__What to work on__: Skip any picture you find and retype all the remaining lines exactly.

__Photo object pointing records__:
======
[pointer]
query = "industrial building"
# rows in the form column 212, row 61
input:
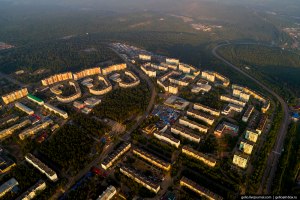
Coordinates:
column 226, row 127
column 139, row 178
column 35, row 99
column 13, row 96
column 212, row 111
column 41, row 167
column 108, row 161
column 56, row 110
column 193, row 125
column 167, row 138
column 8, row 186
column 9, row 131
column 152, row 159
column 199, row 156
column 232, row 108
column 35, row 129
column 201, row 116
column 240, row 160
column 106, row 89
column 57, row 78
column 24, row 108
column 248, row 113
column 251, row 135
column 232, row 100
column 199, row 189
column 262, row 124
column 87, row 72
column 246, row 146
column 108, row 194
column 33, row 191
column 186, row 133
column 113, row 68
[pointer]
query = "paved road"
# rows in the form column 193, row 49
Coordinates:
column 274, row 156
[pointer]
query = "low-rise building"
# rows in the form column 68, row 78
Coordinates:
column 240, row 160
column 108, row 194
column 232, row 100
column 139, row 178
column 251, row 135
column 199, row 156
column 186, row 133
column 152, row 159
column 41, row 167
column 246, row 146
column 212, row 111
column 56, row 110
column 167, row 138
column 15, row 95
column 33, row 191
column 199, row 189
column 248, row 113
column 262, row 124
column 26, row 133
column 232, row 108
column 24, row 108
column 226, row 127
column 193, row 125
column 201, row 116
column 110, row 159
column 8, row 186
column 35, row 99
column 9, row 131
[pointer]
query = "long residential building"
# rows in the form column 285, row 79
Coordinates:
column 167, row 138
column 108, row 194
column 186, row 133
column 9, row 131
column 193, row 125
column 212, row 111
column 13, row 96
column 41, row 167
column 35, row 99
column 240, row 159
column 35, row 129
column 56, row 110
column 87, row 72
column 73, row 97
column 106, row 89
column 199, row 156
column 152, row 159
column 8, row 186
column 233, row 100
column 135, row 82
column 113, row 68
column 33, row 191
column 57, row 78
column 24, row 108
column 201, row 116
column 109, row 161
column 226, row 127
column 139, row 178
column 199, row 189
column 262, row 124
column 248, row 113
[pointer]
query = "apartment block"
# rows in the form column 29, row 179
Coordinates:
column 115, row 155
column 41, row 167
column 152, row 159
column 199, row 156
column 167, row 138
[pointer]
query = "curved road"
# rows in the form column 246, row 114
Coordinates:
column 274, row 156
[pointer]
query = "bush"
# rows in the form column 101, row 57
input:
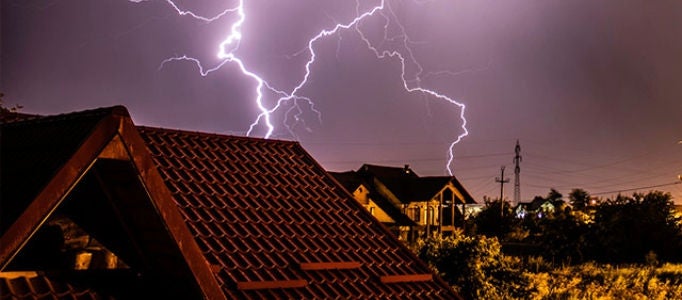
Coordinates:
column 475, row 266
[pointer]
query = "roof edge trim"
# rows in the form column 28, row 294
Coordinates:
column 271, row 284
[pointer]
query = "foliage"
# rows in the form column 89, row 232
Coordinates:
column 579, row 199
column 497, row 219
column 627, row 229
column 592, row 281
column 475, row 266
column 14, row 108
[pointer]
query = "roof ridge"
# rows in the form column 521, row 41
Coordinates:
column 213, row 134
column 117, row 110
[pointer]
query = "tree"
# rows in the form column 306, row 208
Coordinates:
column 475, row 266
column 4, row 109
column 628, row 229
column 496, row 219
column 579, row 199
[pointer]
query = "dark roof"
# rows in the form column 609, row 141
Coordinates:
column 397, row 179
column 39, row 286
column 351, row 180
column 256, row 218
column 34, row 148
column 280, row 214
column 408, row 187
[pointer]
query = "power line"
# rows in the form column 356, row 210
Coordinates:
column 638, row 188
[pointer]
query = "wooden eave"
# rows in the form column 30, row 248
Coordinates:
column 114, row 137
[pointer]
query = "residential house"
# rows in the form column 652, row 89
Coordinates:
column 95, row 207
column 378, row 206
column 434, row 204
column 539, row 207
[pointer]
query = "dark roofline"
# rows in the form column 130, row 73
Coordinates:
column 115, row 122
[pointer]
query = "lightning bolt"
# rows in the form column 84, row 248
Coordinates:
column 410, row 83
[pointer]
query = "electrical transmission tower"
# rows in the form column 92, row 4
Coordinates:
column 517, row 173
column 501, row 180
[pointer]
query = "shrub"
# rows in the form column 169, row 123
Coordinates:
column 475, row 266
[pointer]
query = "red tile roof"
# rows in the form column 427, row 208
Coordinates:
column 263, row 211
column 38, row 286
column 253, row 218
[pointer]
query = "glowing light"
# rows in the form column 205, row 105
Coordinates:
column 229, row 46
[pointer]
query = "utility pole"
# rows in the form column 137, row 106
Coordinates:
column 517, row 173
column 501, row 180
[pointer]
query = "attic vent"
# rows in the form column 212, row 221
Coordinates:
column 272, row 284
column 405, row 278
column 330, row 265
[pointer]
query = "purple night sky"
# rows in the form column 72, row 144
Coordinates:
column 592, row 89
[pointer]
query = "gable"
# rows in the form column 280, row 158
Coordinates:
column 96, row 182
column 273, row 224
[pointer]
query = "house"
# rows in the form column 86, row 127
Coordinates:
column 94, row 207
column 435, row 205
column 378, row 206
column 539, row 207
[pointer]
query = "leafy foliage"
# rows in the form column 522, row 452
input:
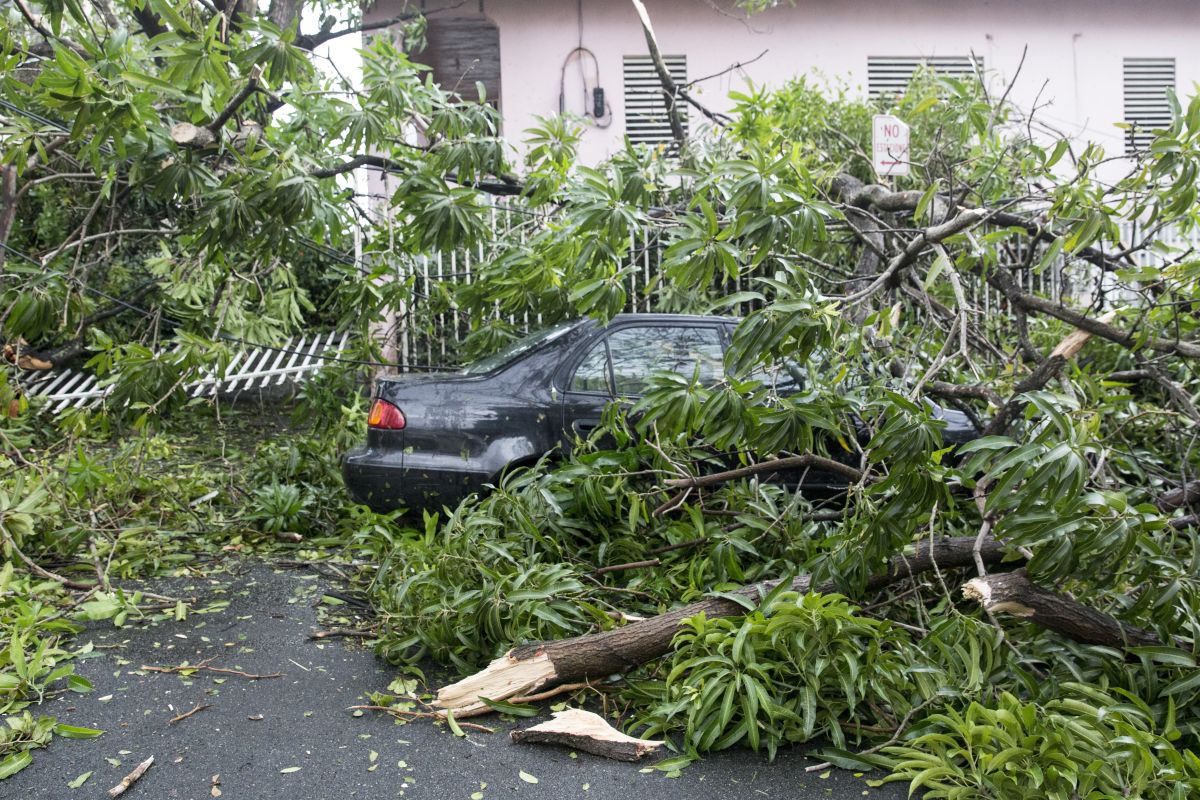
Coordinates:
column 153, row 257
column 798, row 668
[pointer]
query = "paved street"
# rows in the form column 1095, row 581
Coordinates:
column 305, row 723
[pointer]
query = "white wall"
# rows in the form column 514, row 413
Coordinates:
column 1074, row 60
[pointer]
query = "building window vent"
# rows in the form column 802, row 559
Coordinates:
column 888, row 76
column 1147, row 107
column 646, row 112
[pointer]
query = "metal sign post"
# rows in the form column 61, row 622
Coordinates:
column 889, row 146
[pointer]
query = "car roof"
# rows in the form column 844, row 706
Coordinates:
column 672, row 318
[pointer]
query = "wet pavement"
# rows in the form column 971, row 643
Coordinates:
column 293, row 737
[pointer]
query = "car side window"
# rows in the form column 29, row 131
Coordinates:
column 640, row 352
column 592, row 374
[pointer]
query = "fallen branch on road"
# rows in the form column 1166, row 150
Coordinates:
column 528, row 668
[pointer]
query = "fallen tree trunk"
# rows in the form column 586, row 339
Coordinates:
column 589, row 732
column 527, row 668
column 1013, row 593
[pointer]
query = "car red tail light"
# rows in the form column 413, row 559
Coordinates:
column 387, row 416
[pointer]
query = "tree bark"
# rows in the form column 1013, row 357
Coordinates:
column 589, row 732
column 7, row 206
column 529, row 667
column 1013, row 593
column 1185, row 495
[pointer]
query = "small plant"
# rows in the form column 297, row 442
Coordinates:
column 281, row 507
column 1085, row 745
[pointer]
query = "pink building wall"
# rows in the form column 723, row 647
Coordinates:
======
__Written answer__:
[pointer]
query = "industrial building"
# rows in the form column 212, row 61
input:
Coordinates:
column 226, row 127
column 139, row 178
column 35, row 99
column 13, row 96
column 212, row 111
column 41, row 167
column 108, row 161
column 56, row 110
column 193, row 125
column 167, row 138
column 8, row 186
column 9, row 131
column 152, row 159
column 199, row 156
column 232, row 108
column 35, row 129
column 201, row 116
column 240, row 160
column 106, row 89
column 57, row 78
column 24, row 108
column 248, row 113
column 251, row 135
column 232, row 100
column 199, row 189
column 262, row 124
column 87, row 72
column 246, row 146
column 108, row 194
column 33, row 191
column 186, row 133
column 113, row 68
[pointer]
query = "paved road"
# rows in the form column 193, row 49
Coordinates:
column 274, row 156
[pointer]
query = "low-rise building"
# rows in the form column 68, row 78
Coordinates:
column 240, row 160
column 108, row 194
column 232, row 100
column 139, row 178
column 251, row 135
column 199, row 156
column 186, row 133
column 152, row 159
column 41, row 167
column 246, row 146
column 212, row 111
column 56, row 110
column 167, row 138
column 15, row 95
column 33, row 191
column 199, row 189
column 248, row 113
column 262, row 124
column 26, row 133
column 232, row 108
column 24, row 108
column 226, row 127
column 193, row 125
column 201, row 116
column 110, row 159
column 8, row 186
column 35, row 99
column 9, row 131
[pointer]
query = "long residential building"
# rows in the form column 285, row 79
Coordinates:
column 167, row 138
column 108, row 194
column 186, row 133
column 9, row 131
column 193, row 125
column 212, row 111
column 13, row 96
column 41, row 167
column 35, row 99
column 240, row 159
column 35, row 129
column 56, row 110
column 87, row 72
column 73, row 97
column 106, row 89
column 199, row 156
column 152, row 159
column 8, row 186
column 233, row 100
column 135, row 82
column 113, row 68
column 33, row 191
column 57, row 78
column 24, row 108
column 201, row 116
column 109, row 161
column 226, row 127
column 139, row 178
column 199, row 189
column 262, row 124
column 248, row 113
[pointer]
query = "apartment block"
# rows in the form column 29, row 179
Coordinates:
column 115, row 155
column 41, row 167
column 152, row 159
column 199, row 156
column 167, row 138
[pointer]
query = "curved road"
# rows in the form column 246, row 114
Coordinates:
column 274, row 156
[pointer]
query = "bush"
# rows in the form column 101, row 57
input:
Coordinates:
column 475, row 266
[pointer]
query = "roof edge trim"
# rows in the form column 28, row 294
Coordinates:
column 271, row 284
[pointer]
query = "foliage"
# rows in the form column 89, row 232
Coordinates:
column 579, row 199
column 497, row 219
column 627, row 229
column 592, row 281
column 475, row 266
column 14, row 108
[pointer]
query = "roof ridge"
# rows in the form column 521, row 41
Coordinates:
column 213, row 134
column 117, row 110
[pointer]
query = "tree"
# rows in the form column 306, row 208
Coordinates:
column 475, row 266
column 4, row 109
column 628, row 229
column 496, row 219
column 579, row 199
[pointer]
query = "dark roof"
# rows in the form column 609, row 141
Coordinates:
column 397, row 179
column 39, row 286
column 351, row 180
column 256, row 218
column 34, row 148
column 280, row 214
column 408, row 187
[pointer]
query = "power line"
# rows in the form column 356, row 210
Coordinates:
column 638, row 188
[pointer]
query = "wooden eave"
# rows in the form column 30, row 248
Coordinates:
column 114, row 137
[pointer]
query = "residential house"
# rows in the form column 652, row 89
Coordinates:
column 95, row 207
column 378, row 206
column 434, row 204
column 539, row 207
[pointer]
query = "dark roofline"
# rows in the form column 130, row 73
Coordinates:
column 115, row 122
[pointer]
query = "lightning bolt"
# rows in the form column 84, row 248
Coordinates:
column 410, row 83
[pointer]
query = "electrical transmission tower"
# rows in the form column 92, row 4
Coordinates:
column 517, row 173
column 501, row 180
[pointer]
query = "shrub"
# rows in the form column 169, row 123
Coordinates:
column 475, row 266
[pointer]
query = "red tile roof"
# rows in the form column 427, row 208
Coordinates:
column 263, row 211
column 38, row 286
column 253, row 218
[pointer]
query = "glowing light"
# rows in the form column 205, row 105
Coordinates:
column 229, row 46
[pointer]
query = "utility pole"
# rows in the form column 137, row 106
Coordinates:
column 517, row 173
column 501, row 180
[pointer]
query = "attic vent"
# rows in the form column 212, row 221
Coordinates:
column 272, row 284
column 405, row 278
column 330, row 265
[pointer]
query = "purple night sky"
# rows in the form column 72, row 144
Coordinates:
column 592, row 89
[pointer]
query = "gable"
# rows in the form column 280, row 158
Coordinates:
column 96, row 182
column 273, row 224
[pointer]
query = "house"
# rows in the form column 86, row 127
Coordinates:
column 94, row 207
column 435, row 205
column 378, row 206
column 539, row 207
[pointer]
query = "leafy foliage"
# rows in the form column 522, row 452
input:
Coordinates:
column 153, row 257
column 798, row 668
[pointer]
query = "paved street"
# rows in the form column 1095, row 581
Coordinates:
column 305, row 723
[pointer]
query = "white wall"
# rows in the form column 514, row 413
Coordinates:
column 1074, row 60
[pointer]
query = "building window vent"
# rows in the form column 802, row 559
Coordinates:
column 888, row 76
column 1147, row 107
column 646, row 112
[pointer]
query = "metal sign post"
# rows in the form column 61, row 622
Coordinates:
column 889, row 146
[pointer]
query = "car roof"
# rows in the form column 844, row 706
Coordinates:
column 672, row 318
[pointer]
query = "wet pavement"
# rows in the form column 971, row 643
Coordinates:
column 293, row 737
[pointer]
query = "car side window"
# rows in the form column 29, row 131
Coordinates:
column 640, row 352
column 592, row 374
[pointer]
query = "fallen branch on road"
# rows in the form column 1166, row 150
Coordinates:
column 528, row 668
[pointer]
query = "fallen tree trunk"
# rows in the form column 586, row 339
Coordinates:
column 589, row 732
column 527, row 668
column 1013, row 593
[pointer]
query = "car red tail light"
# rows in the form column 413, row 559
Coordinates:
column 387, row 416
[pointer]
query = "tree bark"
# rows in the form column 1013, row 357
Coordinates:
column 589, row 732
column 7, row 206
column 529, row 667
column 1013, row 593
column 1185, row 495
[pointer]
query = "small plant"
# rows in the form column 297, row 442
Coordinates:
column 281, row 507
column 1085, row 745
[pointer]
query = "pink building wall"
# rows in the form column 723, row 647
Coordinates:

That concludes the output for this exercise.